ЦЕЛЬ ЗАДАНИЯ: Верните дословно отрывок из приведенного ниже текста о знакомстве Екатерины с Понятовским: от слов «Отлично зная Нарышкина, Екатерина» до слов «и уму Екатерины.» включительно.
══ ТЕКСТ ДЛЯ ЧТЕНИЯ
Впрочем, не совсем так. Судьбоносную встречу организовала не Судьба, а… новый английский посланник при русском дворе сэр Хенбери Уильямс, верный слуга своего короля. Который давно искал случая быть представленным великой княгине Екатерина Алексеевне, будущей императрице Екатерине II. Пожалуй, только сэр Уильмс в то время и видел будущую «Семирамиду Севера» в молодой, недавно родившей сына женщине, которой пренебрегал муж и которую третировала свекровь-императрица.
А между тем Екатерина Алексеевна уже была яркой личностью и очень перспективной фигурой в политическом отношении. Сэр Уильямс был уполномочен своим правительством тратить любые суммы на то, чтобы привлечь на свою сторону будущую императрицу – не самодержицу, а просто супругу будущего самодержца. Пока, во всяком случае.
Поэтому сэр Уильямс постарался оказаться за ужином соседом великой княгини и сделал несколько тонких комплиментов… нет, не ее красоте, а ее уму. Это был самый верный путь понравиться Екатерине — дежурным восхищениям она не верила, а похвалы своему уму с юных лет считала самым высоким комплиментом.
А после ужина посланник представил великой княгине очень красивого молодого человека, своего секретаря-поляка…
Ну и что? А то, что двое людей, у которых теоретически вообще не было шансов встретиться, оказались рядом в нужный момент и в нужном месте. Екатерина еще не залечила сердечную рану, нанесенную ей Сергеем Салтыковым, ее первым любовником, который неожиданно бросил ее. А клин, как известно, вышибают клином. Тем более что секретарь английского посла Станислав-Август Понятовский был необычайно, по-иностранному красив, ловок, элегантен, умен и ироничен.
Ни одна женщина не могла устоять перед ним, но тут… тут он не устоял перед женщиной:
«Ей было двадцать пять лет. Оправляясь от первых родов, она расцвела так, как об этом только может мечтать женщина, наделенная от природы красотой. Черные волосы, восхитительная белизна кожи, большие синие глаза навыкате, многое говорившие, очень длинные черные ресницы, острый носик, рот, зовущий к поцелую, руки и плечи совершенной формы, средний рост — скорее высокий, чем низкий, походка на редкость легкая…»
Взаимная тяга друг к другу вспыхнула мгновенно. На глазах у десятков людей вспыхнул роман: красивый, безумный, авантюрный, обреченный на опасный конец и оттого еще более бурный.
Сначала были письма, которые Понятовский писал Екатерине от имени их общего друга Льва Нарышкина, который слегка простудился и не появлялся в обществе.
Отлично зная Нарышкина, Екатерина быстро поняла, что письма эти пишет не он сам, а кто-то другой.
 «Я отвечала, — вспоминала Екатерина. — Он просил у меня в этих письмах то варенья, то других подобных пустяков, а потом забавно благодарил меня за них. Эти письма были отлично написаны и очень остроумные… А вскоре я узнала, что роль секретаря играл Понятовский».
Правда, она никогда не узнала, что Понятовского с Нарышкиным познакомил сэр Уильямс, который именно так ввел своего секретаря в высший свет Петербурга. Английскому послу нужно было оказаться в как можно большей близости от Великой княгини, но годы и внешность, а главное – слишком видное положение не позволяли идти напрямик. Пришлось искать окольные тропы к сердцу и уму Екатерины.
════
══ ИСХОДНЫЕ ДАННЫЕ
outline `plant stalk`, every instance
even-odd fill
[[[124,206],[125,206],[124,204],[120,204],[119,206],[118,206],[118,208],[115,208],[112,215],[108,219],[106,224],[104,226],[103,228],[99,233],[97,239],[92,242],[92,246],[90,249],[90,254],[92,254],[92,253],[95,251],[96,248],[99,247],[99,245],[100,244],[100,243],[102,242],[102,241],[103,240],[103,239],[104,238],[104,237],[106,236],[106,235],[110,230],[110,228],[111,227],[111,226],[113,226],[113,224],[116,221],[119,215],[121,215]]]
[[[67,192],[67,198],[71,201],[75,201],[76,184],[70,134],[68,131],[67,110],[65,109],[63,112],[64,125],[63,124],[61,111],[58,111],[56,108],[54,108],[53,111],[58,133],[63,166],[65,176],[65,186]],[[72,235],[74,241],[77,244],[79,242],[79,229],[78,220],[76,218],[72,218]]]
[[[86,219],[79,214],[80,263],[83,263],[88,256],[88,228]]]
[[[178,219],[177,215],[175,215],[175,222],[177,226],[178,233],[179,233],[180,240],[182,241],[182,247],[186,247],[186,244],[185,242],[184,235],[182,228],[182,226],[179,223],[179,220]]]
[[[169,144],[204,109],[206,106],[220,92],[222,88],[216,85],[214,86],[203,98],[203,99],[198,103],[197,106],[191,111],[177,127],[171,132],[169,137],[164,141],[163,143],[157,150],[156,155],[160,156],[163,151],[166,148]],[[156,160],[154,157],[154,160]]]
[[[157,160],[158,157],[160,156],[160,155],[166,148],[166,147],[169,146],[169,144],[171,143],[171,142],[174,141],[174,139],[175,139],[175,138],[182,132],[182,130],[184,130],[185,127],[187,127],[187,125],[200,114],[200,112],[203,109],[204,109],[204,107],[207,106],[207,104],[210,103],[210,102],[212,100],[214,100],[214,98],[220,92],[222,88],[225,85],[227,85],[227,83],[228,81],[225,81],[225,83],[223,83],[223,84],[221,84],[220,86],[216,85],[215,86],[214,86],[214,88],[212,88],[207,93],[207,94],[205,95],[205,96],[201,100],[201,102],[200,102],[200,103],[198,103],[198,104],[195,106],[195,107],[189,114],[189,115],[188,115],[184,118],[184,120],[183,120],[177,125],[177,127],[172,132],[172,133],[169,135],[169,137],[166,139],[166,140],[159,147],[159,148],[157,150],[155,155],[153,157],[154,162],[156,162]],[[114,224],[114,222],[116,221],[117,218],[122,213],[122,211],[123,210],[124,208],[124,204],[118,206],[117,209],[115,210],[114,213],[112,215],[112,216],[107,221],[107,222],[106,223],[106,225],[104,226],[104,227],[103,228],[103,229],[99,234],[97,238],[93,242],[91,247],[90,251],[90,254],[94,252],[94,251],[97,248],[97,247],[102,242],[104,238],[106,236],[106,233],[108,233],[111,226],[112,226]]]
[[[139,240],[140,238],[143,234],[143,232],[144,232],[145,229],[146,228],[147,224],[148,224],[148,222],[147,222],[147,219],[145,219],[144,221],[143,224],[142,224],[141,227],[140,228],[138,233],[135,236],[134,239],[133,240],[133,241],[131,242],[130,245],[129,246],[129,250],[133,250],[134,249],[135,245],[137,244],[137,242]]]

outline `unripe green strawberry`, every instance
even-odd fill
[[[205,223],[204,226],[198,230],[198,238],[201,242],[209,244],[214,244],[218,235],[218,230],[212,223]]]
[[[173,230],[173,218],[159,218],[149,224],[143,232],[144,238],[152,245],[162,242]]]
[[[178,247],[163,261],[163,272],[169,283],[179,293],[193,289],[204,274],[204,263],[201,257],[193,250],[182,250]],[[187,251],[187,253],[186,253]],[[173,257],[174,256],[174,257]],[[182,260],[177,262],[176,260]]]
════
ОТВЕТ НА ЗАДАНИЕ:
Отлично зная Нарышкина, Екатерина быстро поняла, что письма эти пишет не он сам, а кто-то другой.
 «Я отвечала, — вспоминала Екатерина. — Он просил у меня в этих письмах то варенья, то других подобных пустяков, а потом забавно благодарил меня за них. Эти письма были отлично написаны и очень остроумные… А вскоре я узнала, что роль секретаря играл Понятовский».
Правда, она никогда не узнала, что Понятовского с Нарышкиным познакомил сэр Уильямс, который именно так ввел своего секретаря в высший свет Петербурга. Английскому послу нужно было оказаться в как можно большей близости от Великой княгини, но годы и внешность, а главное – слишком видное положение не позволяли идти напрямик. Пришлось искать окольные тропы к сердцу и уму Екатерины.